_EXERCISE PROMPT:_ The required output is the line that contains "yellow football sock" plus every line after it in the listing below, copied exactly as it appears.

_ENTRIES:_
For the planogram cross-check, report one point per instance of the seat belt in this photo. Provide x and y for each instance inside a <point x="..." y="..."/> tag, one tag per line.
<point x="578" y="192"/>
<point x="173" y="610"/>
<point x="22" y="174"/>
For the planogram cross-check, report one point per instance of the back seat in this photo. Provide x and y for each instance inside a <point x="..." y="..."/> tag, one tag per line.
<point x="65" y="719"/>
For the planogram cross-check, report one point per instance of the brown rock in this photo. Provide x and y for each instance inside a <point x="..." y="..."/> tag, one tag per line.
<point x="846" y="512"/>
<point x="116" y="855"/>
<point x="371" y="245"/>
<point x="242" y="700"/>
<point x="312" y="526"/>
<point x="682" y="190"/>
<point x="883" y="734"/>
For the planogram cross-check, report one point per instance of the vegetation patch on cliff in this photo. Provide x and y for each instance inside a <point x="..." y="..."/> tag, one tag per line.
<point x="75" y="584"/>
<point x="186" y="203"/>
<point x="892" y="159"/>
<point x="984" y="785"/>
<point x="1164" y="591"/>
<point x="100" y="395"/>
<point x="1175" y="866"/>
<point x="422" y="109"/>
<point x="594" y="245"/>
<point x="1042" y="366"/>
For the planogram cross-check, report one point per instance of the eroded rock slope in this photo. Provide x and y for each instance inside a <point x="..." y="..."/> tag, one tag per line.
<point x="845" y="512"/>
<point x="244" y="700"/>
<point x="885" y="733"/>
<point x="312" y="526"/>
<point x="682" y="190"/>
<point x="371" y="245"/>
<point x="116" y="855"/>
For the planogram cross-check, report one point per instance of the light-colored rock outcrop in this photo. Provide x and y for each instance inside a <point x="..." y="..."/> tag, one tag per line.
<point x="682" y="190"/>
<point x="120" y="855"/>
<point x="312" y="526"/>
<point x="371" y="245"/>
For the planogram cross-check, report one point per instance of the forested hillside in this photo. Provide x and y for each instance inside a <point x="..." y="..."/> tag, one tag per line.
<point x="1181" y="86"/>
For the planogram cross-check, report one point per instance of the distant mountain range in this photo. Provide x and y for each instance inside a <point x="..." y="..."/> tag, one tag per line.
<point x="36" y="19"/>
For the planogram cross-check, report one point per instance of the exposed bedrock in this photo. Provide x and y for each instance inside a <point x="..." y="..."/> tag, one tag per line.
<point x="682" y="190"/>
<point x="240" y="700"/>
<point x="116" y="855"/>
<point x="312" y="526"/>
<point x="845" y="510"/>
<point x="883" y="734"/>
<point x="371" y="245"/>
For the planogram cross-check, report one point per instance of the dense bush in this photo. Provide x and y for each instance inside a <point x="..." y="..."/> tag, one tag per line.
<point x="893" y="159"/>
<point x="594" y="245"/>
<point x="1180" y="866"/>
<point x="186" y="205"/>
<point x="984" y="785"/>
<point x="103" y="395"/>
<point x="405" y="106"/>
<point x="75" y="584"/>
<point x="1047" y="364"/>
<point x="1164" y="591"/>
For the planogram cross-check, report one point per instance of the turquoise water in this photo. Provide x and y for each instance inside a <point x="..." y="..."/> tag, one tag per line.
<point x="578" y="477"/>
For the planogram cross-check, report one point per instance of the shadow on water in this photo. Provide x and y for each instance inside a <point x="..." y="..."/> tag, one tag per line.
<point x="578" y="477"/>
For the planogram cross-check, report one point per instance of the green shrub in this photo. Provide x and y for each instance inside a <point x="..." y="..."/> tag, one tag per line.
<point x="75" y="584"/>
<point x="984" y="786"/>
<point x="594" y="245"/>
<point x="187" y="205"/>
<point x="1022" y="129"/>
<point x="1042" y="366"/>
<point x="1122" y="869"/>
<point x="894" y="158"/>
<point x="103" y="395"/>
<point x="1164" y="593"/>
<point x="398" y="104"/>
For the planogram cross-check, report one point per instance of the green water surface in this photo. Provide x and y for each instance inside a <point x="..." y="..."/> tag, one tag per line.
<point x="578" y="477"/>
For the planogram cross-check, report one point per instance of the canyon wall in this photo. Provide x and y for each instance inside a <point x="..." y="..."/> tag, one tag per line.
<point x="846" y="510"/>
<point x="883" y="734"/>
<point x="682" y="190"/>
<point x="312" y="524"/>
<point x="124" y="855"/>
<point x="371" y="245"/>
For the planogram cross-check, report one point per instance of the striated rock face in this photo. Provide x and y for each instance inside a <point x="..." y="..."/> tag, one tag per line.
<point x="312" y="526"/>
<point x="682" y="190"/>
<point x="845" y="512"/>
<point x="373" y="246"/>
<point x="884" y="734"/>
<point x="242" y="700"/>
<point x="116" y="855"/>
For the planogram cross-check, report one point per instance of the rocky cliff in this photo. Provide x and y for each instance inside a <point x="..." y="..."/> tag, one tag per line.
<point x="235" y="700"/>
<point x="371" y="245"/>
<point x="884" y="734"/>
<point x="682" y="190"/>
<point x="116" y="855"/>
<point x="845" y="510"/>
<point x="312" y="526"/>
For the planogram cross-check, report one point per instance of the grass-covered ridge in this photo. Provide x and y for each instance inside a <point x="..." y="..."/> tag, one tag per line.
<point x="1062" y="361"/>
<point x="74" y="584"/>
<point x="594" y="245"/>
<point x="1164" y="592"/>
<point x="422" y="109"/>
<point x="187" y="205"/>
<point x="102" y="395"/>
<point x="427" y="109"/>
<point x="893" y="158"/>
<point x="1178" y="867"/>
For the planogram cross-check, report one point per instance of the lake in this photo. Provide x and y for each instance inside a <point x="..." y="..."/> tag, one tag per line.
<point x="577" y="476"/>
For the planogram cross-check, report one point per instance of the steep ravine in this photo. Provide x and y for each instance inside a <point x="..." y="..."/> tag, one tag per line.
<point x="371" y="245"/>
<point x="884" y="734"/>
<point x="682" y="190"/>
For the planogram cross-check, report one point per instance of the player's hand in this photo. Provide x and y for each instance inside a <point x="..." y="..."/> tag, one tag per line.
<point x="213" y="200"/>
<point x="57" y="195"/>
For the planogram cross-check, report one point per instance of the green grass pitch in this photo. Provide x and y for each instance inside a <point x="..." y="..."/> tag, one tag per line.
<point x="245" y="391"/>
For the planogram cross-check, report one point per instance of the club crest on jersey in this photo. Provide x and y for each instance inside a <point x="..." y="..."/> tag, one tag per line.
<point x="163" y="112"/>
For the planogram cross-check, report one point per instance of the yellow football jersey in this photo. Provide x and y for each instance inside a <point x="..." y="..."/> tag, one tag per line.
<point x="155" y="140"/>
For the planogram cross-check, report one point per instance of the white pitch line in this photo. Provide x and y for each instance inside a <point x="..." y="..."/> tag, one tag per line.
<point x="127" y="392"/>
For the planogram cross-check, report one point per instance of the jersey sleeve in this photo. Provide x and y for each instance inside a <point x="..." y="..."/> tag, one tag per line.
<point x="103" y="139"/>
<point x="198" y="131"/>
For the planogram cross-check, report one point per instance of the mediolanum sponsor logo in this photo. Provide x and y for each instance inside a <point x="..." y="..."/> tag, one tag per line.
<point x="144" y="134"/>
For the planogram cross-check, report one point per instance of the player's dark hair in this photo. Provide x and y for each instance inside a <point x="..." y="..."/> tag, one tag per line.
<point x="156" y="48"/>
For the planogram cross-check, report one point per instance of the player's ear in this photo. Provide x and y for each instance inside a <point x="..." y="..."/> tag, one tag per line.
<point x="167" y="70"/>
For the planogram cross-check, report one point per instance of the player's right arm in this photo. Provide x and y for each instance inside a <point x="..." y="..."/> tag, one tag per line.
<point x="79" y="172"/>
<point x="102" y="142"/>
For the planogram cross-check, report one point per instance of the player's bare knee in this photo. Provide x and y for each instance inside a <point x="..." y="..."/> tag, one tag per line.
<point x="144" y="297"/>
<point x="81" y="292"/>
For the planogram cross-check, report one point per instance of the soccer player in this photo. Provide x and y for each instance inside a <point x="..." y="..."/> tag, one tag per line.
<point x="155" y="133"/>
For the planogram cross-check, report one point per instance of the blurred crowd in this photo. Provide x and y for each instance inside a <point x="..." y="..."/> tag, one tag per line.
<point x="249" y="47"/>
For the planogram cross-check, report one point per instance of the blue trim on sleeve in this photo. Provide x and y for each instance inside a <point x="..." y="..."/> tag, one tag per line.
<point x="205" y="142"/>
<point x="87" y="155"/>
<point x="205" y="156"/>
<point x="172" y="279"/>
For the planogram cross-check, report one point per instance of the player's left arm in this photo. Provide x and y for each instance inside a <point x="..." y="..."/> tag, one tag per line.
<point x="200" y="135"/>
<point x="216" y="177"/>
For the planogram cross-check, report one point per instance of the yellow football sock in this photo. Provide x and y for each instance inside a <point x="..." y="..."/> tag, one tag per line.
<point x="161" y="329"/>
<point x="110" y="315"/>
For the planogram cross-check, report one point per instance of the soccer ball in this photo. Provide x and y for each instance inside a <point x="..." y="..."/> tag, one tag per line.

_SOLUTION TO THIS PROBLEM:_
For the planogram cross-check, report one point per instance of the yellow football sock in this photo. Provide x and y for each instance inside a <point x="..." y="..."/> tag, one tag per line.
<point x="161" y="329"/>
<point x="110" y="315"/>
For the planogram cross-check, report one point per instance of the soccer ball in this photo. Provide x and y for each instance inside a <point x="..." y="..."/> tag, one tag per line.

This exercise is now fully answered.